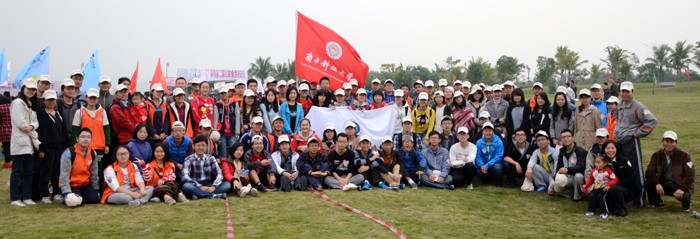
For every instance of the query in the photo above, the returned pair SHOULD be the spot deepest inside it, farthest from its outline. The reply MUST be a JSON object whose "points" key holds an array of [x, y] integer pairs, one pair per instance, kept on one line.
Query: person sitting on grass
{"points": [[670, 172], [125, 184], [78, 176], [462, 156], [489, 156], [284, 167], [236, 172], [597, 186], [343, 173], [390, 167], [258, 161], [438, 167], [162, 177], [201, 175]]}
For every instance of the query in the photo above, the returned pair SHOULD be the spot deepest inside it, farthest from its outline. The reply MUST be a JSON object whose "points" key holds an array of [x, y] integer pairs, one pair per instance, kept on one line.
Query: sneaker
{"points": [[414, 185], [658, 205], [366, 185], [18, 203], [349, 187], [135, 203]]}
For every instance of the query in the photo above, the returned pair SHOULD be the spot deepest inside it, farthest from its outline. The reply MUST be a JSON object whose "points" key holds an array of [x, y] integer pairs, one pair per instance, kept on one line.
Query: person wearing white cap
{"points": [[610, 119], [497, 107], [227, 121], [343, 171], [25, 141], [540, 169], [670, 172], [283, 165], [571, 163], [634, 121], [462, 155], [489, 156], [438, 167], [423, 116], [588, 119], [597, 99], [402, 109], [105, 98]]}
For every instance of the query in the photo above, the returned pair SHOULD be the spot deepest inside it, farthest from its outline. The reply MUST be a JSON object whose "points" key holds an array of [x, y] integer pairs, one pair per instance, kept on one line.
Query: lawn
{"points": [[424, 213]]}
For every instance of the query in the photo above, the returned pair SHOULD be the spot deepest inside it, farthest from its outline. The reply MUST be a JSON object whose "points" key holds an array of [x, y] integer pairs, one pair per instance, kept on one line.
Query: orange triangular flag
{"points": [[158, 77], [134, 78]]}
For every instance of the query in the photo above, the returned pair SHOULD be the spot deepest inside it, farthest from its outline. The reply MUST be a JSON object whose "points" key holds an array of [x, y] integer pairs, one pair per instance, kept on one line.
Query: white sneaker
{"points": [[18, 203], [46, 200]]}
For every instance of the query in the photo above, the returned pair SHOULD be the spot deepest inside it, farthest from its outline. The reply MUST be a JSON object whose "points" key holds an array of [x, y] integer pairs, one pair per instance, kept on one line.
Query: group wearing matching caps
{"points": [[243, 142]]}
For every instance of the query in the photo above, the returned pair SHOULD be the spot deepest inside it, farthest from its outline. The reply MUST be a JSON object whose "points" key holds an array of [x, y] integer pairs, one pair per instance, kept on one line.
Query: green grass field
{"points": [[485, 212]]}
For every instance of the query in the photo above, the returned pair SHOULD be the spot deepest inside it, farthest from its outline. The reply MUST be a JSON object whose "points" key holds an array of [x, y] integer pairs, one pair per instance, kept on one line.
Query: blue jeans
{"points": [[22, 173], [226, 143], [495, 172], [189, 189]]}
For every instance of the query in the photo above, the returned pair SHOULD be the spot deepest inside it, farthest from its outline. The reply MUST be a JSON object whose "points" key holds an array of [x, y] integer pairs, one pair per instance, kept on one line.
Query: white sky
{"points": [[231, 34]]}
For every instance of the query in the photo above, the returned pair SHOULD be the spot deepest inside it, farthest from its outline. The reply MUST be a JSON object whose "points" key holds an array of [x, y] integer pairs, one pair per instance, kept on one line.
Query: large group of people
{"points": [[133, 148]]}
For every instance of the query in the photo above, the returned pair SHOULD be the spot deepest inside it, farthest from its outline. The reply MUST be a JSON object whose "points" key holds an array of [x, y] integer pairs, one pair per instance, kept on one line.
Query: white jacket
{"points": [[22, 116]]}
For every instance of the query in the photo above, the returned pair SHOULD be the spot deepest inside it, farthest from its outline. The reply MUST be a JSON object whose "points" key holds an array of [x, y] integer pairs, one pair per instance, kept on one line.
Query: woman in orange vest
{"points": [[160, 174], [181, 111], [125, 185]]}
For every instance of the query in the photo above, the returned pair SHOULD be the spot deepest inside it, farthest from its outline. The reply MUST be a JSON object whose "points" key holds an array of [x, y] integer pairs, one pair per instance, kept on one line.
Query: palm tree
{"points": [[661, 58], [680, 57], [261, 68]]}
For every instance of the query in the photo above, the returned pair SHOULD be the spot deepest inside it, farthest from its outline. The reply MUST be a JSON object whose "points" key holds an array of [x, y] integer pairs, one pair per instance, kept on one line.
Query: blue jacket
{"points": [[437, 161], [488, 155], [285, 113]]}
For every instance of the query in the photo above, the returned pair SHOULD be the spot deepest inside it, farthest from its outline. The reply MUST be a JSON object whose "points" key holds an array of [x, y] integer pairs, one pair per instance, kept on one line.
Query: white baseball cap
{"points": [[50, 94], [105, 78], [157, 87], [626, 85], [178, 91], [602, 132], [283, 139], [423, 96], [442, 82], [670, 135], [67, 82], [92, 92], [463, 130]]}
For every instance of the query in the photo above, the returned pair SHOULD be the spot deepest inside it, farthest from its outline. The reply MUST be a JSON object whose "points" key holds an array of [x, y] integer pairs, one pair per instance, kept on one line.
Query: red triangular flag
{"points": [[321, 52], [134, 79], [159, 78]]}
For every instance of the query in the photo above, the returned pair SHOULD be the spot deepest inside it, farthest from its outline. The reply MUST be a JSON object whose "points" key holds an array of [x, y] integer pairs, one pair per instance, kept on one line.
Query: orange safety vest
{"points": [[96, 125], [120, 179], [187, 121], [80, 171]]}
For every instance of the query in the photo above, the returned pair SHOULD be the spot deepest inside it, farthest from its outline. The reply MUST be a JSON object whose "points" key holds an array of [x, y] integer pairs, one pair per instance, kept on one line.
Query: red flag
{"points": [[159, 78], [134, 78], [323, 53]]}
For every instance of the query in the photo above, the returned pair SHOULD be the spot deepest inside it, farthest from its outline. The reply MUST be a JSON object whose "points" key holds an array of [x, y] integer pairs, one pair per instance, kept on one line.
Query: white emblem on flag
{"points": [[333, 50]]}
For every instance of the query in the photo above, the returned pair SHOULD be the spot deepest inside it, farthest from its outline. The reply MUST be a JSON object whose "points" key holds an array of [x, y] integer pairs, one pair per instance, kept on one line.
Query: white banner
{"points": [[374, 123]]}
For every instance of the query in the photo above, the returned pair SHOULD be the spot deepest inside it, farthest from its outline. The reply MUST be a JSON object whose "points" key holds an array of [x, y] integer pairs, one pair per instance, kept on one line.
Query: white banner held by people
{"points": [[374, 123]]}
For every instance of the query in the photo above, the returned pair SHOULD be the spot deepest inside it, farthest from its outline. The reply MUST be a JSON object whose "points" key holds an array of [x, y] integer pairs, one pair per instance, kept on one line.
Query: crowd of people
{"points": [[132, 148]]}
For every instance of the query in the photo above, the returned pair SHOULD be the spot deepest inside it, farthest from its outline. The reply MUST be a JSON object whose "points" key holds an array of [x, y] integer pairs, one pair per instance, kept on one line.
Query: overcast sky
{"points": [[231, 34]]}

☆ ☆ ☆ ☆

## DIRECTIONS
Leave out the pictures and print every line of the data exactly.

## TASK OUTPUT
For every instance of the query in the photo above, the returned pair SHOULD be the spot deepest inside it, farthest from its outline. The reply MUST be a JSON object whose "points" key holds an array of [x, y] integer pairs, one pair per instance, kept on one line.
Query: person sitting on grass
{"points": [[670, 172], [125, 184], [78, 176], [462, 156], [489, 156], [284, 167], [236, 172], [597, 186], [343, 173], [390, 167], [258, 161], [438, 167], [162, 177], [201, 175]]}
For every instance of the query in the photo above, the returned pair SHOULD be the spot deepest inside it, farthest from its outline. The reply MUST be a JSON object whose "points" key holds an array of [x, y] integer pairs, one pair per instance, kept on one line.
Query: sneaker
{"points": [[414, 185], [658, 205], [366, 185], [18, 203], [349, 187], [135, 203]]}
For every instance of the query in the photo above, the returned pair SHOULD be the spot deepest inside it, farthest from its outline. The reply MUST be a JSON object whose "points" key holds an array of [x, y] integer pairs, one pair per instance, kept on one line.
Query: person wearing white cap
{"points": [[610, 119], [497, 107], [227, 121], [343, 171], [25, 141], [540, 169], [670, 172], [283, 165], [571, 163], [634, 121], [462, 155], [489, 156], [438, 167], [423, 116], [588, 119], [597, 99], [402, 109], [105, 98]]}
For every instance of the query in the photo above, the returned pair SHOULD be the spot deepest inside it, farthest from its outline. The reply MUST be a JSON object whose "points" key holds an array of [x, y] integer pairs, one pair per instance, kept on one line.
Query: lawn
{"points": [[424, 213]]}
For every instance of the query in the photo above, the returned pair SHOULD be the spot deepest inside it, farthest from its outline. The reply MUST be a JSON object whose "points" key holds an array of [x, y] integer pairs, one pair per instance, kept on one line.
Query: orange triangular flag
{"points": [[158, 77], [134, 78]]}
For every instance of the query in the photo above, the returned pair SHOULD be the spot deepest inside it, farthest from its outline. The reply MUST be a JSON object whose "points" key holds an array of [x, y] integer pairs, one pair per instance, kept on one line.
Query: white sneaker
{"points": [[18, 203], [46, 200]]}
For every instance of the query in the photo above, the returned pair SHOULD be the spot deepest inside it, farthest from its outline. The reply MUST be a JSON object whose "points" key holds an array of [x, y] integer pairs, one pair per instance, kept on one line.
Query: group wearing matching caps
{"points": [[243, 142]]}
For every instance of the query in the photo above, the returned pair SHOULD be the spot deepest inside it, farthest from its outline. The reply MUST be a JSON object whose "points" key holds an array of [x, y] integer pairs, one pair per instance, kept on one line.
Query: green grass field
{"points": [[485, 212]]}
For every instance of the query in the photo above, the returned pair SHOULD be the spot deepest inside it, farthest from its outline. The reply MUST be a JSON object whose "points" key holds an array of [x, y] integer pairs, one pair per instance, kept on one line.
Query: blue jeans
{"points": [[22, 173], [226, 143], [495, 172], [189, 189]]}
For every instance of the query in the photo above, the returned pair SHOULD be the spot deepest inside it, farthest from its outline. The reply MUST be a JSON object whose "points" key holds an array of [x, y] integer pairs, one pair per instance, kept on one line.
Query: white sky
{"points": [[231, 34]]}
For every instance of the query in the photo above, the returned pair SHOULD be the spot deepest inside it, farthest from its outline. The reply MUST be a JSON object whose "points" key holds an array of [x, y] integer pairs, one pair per instance, kept on one line.
Query: large group of people
{"points": [[133, 148]]}
For every instance of the query in the photo above, the returned pair SHOULD be the spot deepest inside it, farthest from its outline. The reply MUST be a JSON object whose "points" key holds an array of [x, y] integer pairs, one pair per instance, kept on one line.
Query: white jacket
{"points": [[22, 116]]}
For every instance of the query in the photo above, the returned pair SHOULD be the spot deepest inside it, farthest from its outline. The reply MUST be a JSON object whose "points" key holds an array of [x, y] integer pairs, one pair per instance, kept on one line.
Query: woman in orange vest
{"points": [[160, 174], [181, 111], [125, 185]]}
For every instance of the query in the photo above, the returned pair SHOULD be the spot deepest inside it, farthest from its outline. The reply MUST be a JSON object whose "points" key holds an array of [x, y] integer pairs, one pair per instance, kept on one line.
Query: palm tree
{"points": [[661, 58], [680, 57], [261, 68]]}
For every instance of the query in the photo above, the returned pair SHOULD be the spot deepest inside it, farthest from its outline. The reply MUST be a JSON object whose "points" key holds an array of [x, y] integer pairs, one pair per instance, kept on one line.
Query: blue jacket
{"points": [[437, 161], [488, 155], [285, 113]]}
For every instance of the query in the photo above, the returned pair SHOULD be the spot deepest inside it, farthest from its outline. The reply MUST be a JSON object whose "points" key holds an array of [x, y] integer pairs, one pair per instance, kept on one line.
Query: white baseball cap
{"points": [[50, 94], [105, 78], [157, 87], [626, 85], [178, 91], [602, 132], [283, 139], [423, 96], [442, 82], [670, 135], [67, 82], [92, 92], [463, 130]]}
For every instance of the query in the photo above, the returned pair SHOULD be the spot deepest inside it, farthest from its outline. The reply MUST be a JSON object whose "points" key holds an array of [x, y] integer pairs, one pair per instance, kept on one line.
Query: red triangular flag
{"points": [[321, 52], [134, 79], [159, 78]]}
For every instance of the query in the photo above, the returned pair SHOULD be the spot deepest inside it, farthest from its outline. The reply MUST be a JSON object whose "points" key holds an array of [x, y] integer pairs, one pair per instance, kept on one line.
Query: orange safety vest
{"points": [[96, 125], [120, 179], [187, 121], [80, 171]]}
For every instance of the query in the photo above, the returned pair SHOULD be the spot deepest inside it, farthest from its outline. The reply MUST be a JSON object whose "points" key holds an array of [x, y] integer pairs, one pair per instance, kept on one line.
Query: red flag
{"points": [[159, 78], [134, 78], [323, 53]]}
For every instance of the query in the photo above, the returned pair SHOULD be the spot deepest inside it, farthest from its outline. The reply MUST be a JSON object whose "points" key holds an array of [x, y] integer pairs, one pair per instance, kept on one line.
Query: white emblem on flag
{"points": [[333, 50]]}
For every instance of the query in the photo above, the returned pair SHOULD be the spot deepest inside it, farthest from its outline. The reply MUST be a JSON object whose "points" key holds an array of [x, y] integer pairs, one pair per instance, kept on one line.
Query: white banner
{"points": [[374, 123]]}
For every instance of the query in the photo above, the returned pair SHOULD be the spot deepest inside it, farthest from its outline. The reply MUST be a JSON object whose "points" key holds an array of [x, y] integer pairs, one pair per instance, kept on one line.
Query: white banner held by people
{"points": [[374, 123]]}
For every instance of the query in the photo above, the returned pair SHOULD be the spot deepest inside it, farthest from its outline. The reply MUST be a JSON object whose "points" key holds an array of [x, y] integer pairs, one pair per instance, kept on one line.
Query: crowd of people
{"points": [[132, 148]]}
For every instance of the query in the photo above, the returned pair SHOULD be the spot deepest inside it, farthest from its outline. The reply MUST be a JSON object whose "points" key holds an array of [x, y] integer pairs, one pair per instance, kept on one line.
Query: overcast sky
{"points": [[231, 34]]}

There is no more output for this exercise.